Prompt 1: In the P-38J kit review, reproduce word for word everything from "The Lockheed P-38" down to "up with here.".
Prompt 2: According to the P-38J kit review, which award did Tamiya's 2019 P-38F/G kit win?

Selection:
[Begin]

Tamiya P-38J Lightning — 1:48 Scale

The Lockheed P-38 Lightning was one of the great fighter aircraft of World War II.  It also found renown as a fighter-bomber, night fighter, reconnaissance platform, a long-range escort fighter, and a pathfinder for bomber formations.  Many kits of the P-38 have been produced over the years.  Today, Monogram’s 1:48 scale P-38 can be cherished as a true “classic.”  Since the early 1990s, Hasegawa’s family of Lightnings represented the best P-38s in 1:48 scale.  Then, in 2019, Tamiya released a new-tool P-38F/G Lightning.  This kit was far superior to the Hasegawa P-38s.  It became an instant favorite, and it won the Detail & Scale Reader’s Choice Award for the best kit of that year.  In 2022, Tamiya’s second 1:48 scale Lightning was released: the P-38J.  During the development of this kit, Detail & Scale shared research materials with Tamiya.  Let’s see what Tamiya has come up with here.

[End]

Data entries:
[Begin]

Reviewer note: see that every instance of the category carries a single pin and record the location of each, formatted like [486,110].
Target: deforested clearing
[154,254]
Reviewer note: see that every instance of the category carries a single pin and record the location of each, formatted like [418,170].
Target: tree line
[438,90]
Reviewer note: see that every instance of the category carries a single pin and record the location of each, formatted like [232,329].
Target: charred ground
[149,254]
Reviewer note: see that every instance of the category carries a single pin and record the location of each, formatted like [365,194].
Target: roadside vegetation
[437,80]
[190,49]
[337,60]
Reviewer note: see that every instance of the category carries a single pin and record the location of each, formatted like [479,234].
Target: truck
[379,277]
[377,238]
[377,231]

[End]
[Begin]

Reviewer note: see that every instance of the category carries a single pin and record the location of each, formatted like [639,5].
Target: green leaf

[End]
[Begin]

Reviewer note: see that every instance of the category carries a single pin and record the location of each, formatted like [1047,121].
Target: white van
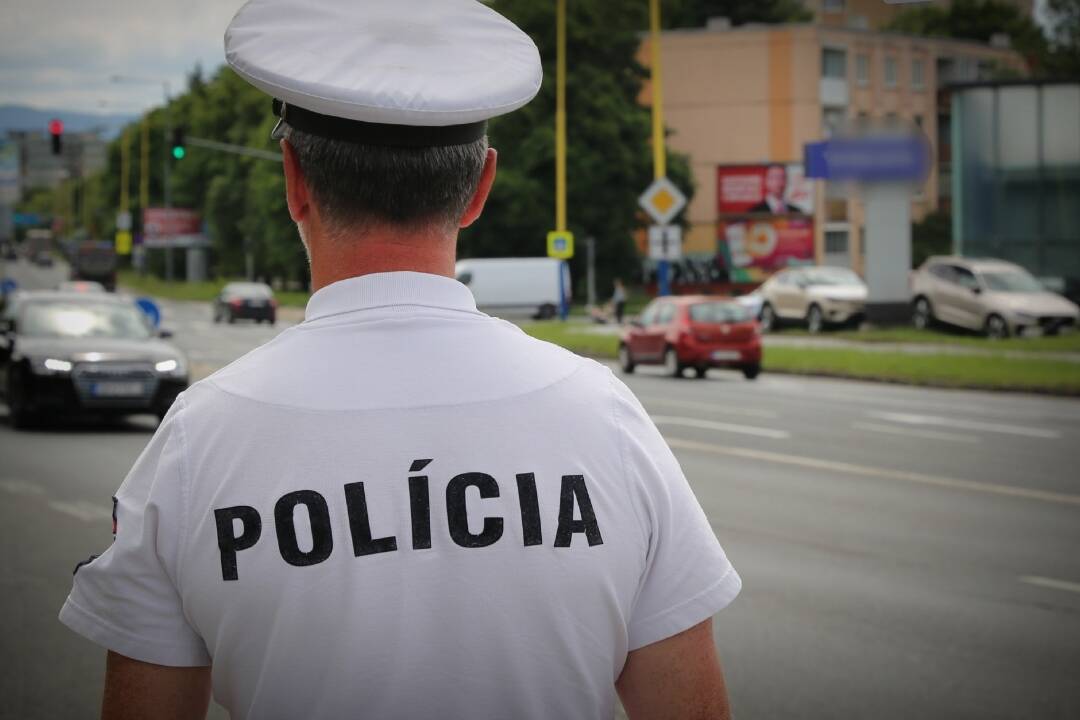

[End]

Written reply 1:
The Lockheed P-38 Lightning was one of the great fighter aircraft of World War II.  It also found renown as a fighter-bomber, night fighter, reconnaissance platform, a long-range escort fighter, and a pathfinder for bomber formations.  Many kits of the P-38 have been produced over the years.  Today, Monogram’s 1:48 scale P-38 can be cherished as a true “classic.”  Since the early 1990s, Hasegawa’s family of Lightnings represented the best P-38s in 1:48 scale.  Then, in 2019, Tamiya released a new-tool P-38F/G Lightning.  This kit was far superior to the Hasegawa P-38s.  It became an instant favorite, and it won the Detail & Scale Reader’s Choice Award for the best kit of that year.  In 2022, Tamiya’s second 1:48 scale Lightning was released: the P-38J.  During the development of this kit, Detail & Scale shared research materials with Tamiya.  Let’s see what Tamiya has come up with here.

Written reply 2: It won the Detail & Scale Reader's Choice Award for the best kit of 2019.